> **Problem to solve**: Pull out every line of the items below that contains the word "concrete", and copy each one.

[Boundary annotation records]
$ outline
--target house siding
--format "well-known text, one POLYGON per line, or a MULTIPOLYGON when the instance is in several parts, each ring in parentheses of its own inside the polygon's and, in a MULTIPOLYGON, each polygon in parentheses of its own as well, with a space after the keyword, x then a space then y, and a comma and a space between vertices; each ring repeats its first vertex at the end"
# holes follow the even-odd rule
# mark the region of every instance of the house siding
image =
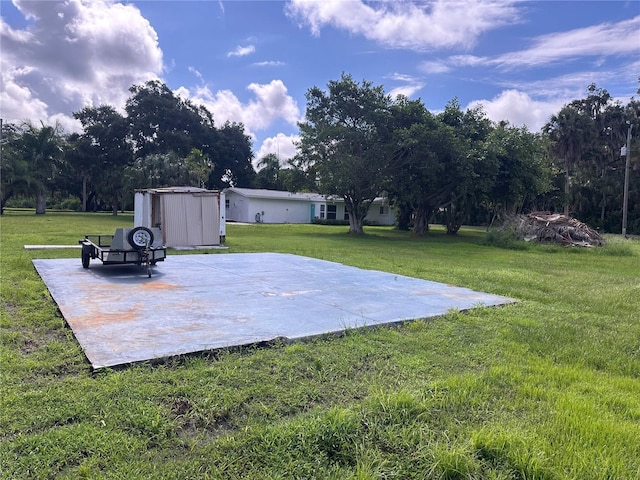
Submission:
MULTIPOLYGON (((229 188, 224 194, 228 205, 225 215, 231 222, 311 223, 314 219, 327 219, 329 206, 335 206, 336 220, 345 220, 342 200, 314 193, 293 194, 275 190, 229 188)), ((377 199, 369 208, 367 221, 373 225, 393 225, 395 211, 386 199, 377 199)))

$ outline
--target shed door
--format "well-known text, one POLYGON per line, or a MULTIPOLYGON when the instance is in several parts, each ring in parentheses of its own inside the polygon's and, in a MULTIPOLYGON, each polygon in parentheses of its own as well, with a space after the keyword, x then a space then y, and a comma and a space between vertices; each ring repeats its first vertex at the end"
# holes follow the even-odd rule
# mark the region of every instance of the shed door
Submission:
POLYGON ((167 247, 220 244, 216 195, 163 195, 162 217, 167 247))

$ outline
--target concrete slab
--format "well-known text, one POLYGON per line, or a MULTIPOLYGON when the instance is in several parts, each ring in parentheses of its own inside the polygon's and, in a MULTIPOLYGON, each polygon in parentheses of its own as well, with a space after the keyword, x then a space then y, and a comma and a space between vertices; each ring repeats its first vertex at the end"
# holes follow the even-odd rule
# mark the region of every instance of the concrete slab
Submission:
POLYGON ((135 265, 33 263, 96 369, 514 302, 277 253, 175 255, 151 278, 135 265))

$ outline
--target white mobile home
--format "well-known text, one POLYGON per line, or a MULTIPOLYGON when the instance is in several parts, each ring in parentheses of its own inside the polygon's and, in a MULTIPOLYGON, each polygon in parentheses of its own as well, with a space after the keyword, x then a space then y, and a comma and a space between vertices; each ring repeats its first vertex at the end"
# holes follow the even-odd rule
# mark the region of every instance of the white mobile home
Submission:
POLYGON ((167 247, 220 245, 226 234, 224 193, 196 187, 137 190, 133 221, 159 228, 167 247))
MULTIPOLYGON (((231 187, 224 190, 226 219, 243 223, 312 223, 320 220, 348 220, 344 200, 317 193, 231 187)), ((395 211, 386 198, 377 198, 369 208, 367 221, 393 225, 395 211)))

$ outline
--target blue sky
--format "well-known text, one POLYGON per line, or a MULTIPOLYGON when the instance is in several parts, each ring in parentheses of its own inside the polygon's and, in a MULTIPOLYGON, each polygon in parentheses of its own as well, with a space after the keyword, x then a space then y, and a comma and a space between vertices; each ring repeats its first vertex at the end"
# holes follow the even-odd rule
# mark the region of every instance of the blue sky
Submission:
POLYGON ((58 121, 122 108, 160 79, 242 122, 256 160, 295 153, 305 92, 342 72, 420 98, 457 97, 537 131, 596 83, 627 102, 640 76, 640 1, 0 0, 0 115, 58 121))

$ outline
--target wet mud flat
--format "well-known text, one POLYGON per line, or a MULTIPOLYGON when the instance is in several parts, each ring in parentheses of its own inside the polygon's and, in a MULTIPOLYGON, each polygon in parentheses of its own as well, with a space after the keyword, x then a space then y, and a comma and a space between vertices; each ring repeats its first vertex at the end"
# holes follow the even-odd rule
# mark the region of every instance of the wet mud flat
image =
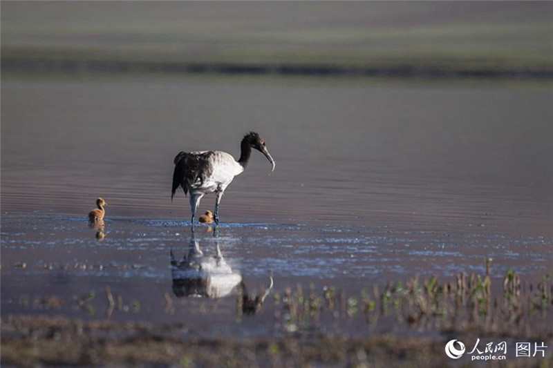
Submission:
POLYGON ((45 213, 1 231, 6 367, 455 366, 453 338, 552 362, 514 356, 553 346, 546 236, 45 213))
POLYGON ((447 364, 441 344, 427 338, 294 334, 205 338, 183 338, 182 331, 178 325, 154 327, 140 323, 18 316, 2 322, 2 365, 384 367, 393 362, 395 366, 429 367, 447 364))

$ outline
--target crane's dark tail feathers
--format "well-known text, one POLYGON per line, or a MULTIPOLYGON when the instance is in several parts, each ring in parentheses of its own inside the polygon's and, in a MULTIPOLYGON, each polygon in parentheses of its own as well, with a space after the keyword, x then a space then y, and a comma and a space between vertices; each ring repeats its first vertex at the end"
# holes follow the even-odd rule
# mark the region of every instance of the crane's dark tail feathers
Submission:
POLYGON ((173 187, 171 190, 171 200, 179 186, 182 188, 185 195, 188 194, 191 185, 199 178, 203 183, 202 177, 201 156, 192 155, 184 151, 175 156, 175 171, 173 172, 173 187))

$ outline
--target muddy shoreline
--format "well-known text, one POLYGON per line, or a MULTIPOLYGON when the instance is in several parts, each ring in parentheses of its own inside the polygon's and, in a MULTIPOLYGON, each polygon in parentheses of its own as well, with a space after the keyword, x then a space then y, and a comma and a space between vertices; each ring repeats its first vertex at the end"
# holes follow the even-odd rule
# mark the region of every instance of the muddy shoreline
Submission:
MULTIPOLYGON (((443 351, 451 336, 355 337, 308 331, 275 337, 205 338, 187 336, 182 324, 153 326, 25 315, 9 316, 2 321, 1 327, 3 367, 455 365, 443 351)), ((455 337, 469 339, 474 332, 455 337)), ((505 335, 497 337, 509 338, 505 335)), ((546 344, 553 342, 551 334, 542 338, 546 339, 546 344)), ((551 362, 550 350, 545 357, 518 359, 516 365, 547 367, 551 362)), ((498 366, 513 366, 514 362, 512 359, 498 366)))

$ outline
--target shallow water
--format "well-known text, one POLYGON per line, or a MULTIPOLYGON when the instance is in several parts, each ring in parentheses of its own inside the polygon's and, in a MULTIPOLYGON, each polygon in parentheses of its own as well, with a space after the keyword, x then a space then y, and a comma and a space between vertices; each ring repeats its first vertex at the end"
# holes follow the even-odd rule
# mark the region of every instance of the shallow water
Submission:
POLYGON ((250 291, 272 274, 270 299, 298 284, 351 295, 415 274, 453 280, 483 274, 489 258, 496 280, 552 272, 549 90, 15 77, 1 88, 3 317, 271 333, 278 307, 238 316, 236 285, 226 297, 178 298, 170 253, 180 261, 194 240, 210 267, 218 245, 250 291), (267 140, 274 173, 254 153, 223 200, 218 236, 201 226, 192 239, 187 201, 170 200, 174 156, 238 156, 250 130, 267 140), (102 241, 86 219, 99 195, 109 203, 102 241), (111 311, 106 285, 120 296, 111 311), (61 304, 41 299, 52 297, 61 304))

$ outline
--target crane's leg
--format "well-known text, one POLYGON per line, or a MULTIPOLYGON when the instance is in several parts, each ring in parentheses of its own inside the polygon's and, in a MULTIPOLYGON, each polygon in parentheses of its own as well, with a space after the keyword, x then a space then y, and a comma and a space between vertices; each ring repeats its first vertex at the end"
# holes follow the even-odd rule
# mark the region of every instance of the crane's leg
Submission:
POLYGON ((215 200, 215 211, 214 211, 213 220, 216 224, 219 224, 219 204, 223 197, 223 191, 216 192, 217 197, 215 200))
POLYGON ((190 193, 190 210, 192 212, 192 220, 191 221, 191 224, 192 229, 194 227, 194 215, 196 215, 196 211, 198 211, 198 207, 200 206, 200 201, 202 200, 202 197, 203 197, 203 194, 201 193, 190 193))

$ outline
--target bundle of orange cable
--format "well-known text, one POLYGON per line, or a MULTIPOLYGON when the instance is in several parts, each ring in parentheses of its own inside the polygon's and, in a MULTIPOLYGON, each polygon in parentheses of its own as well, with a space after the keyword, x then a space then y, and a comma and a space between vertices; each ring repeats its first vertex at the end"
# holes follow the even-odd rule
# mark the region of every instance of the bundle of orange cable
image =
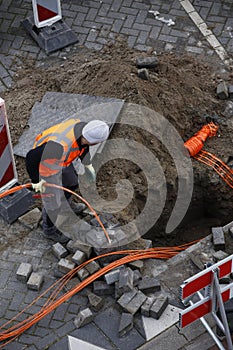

> **Result**:
--target concrete slab
# mark the region of every instance of the concrete slab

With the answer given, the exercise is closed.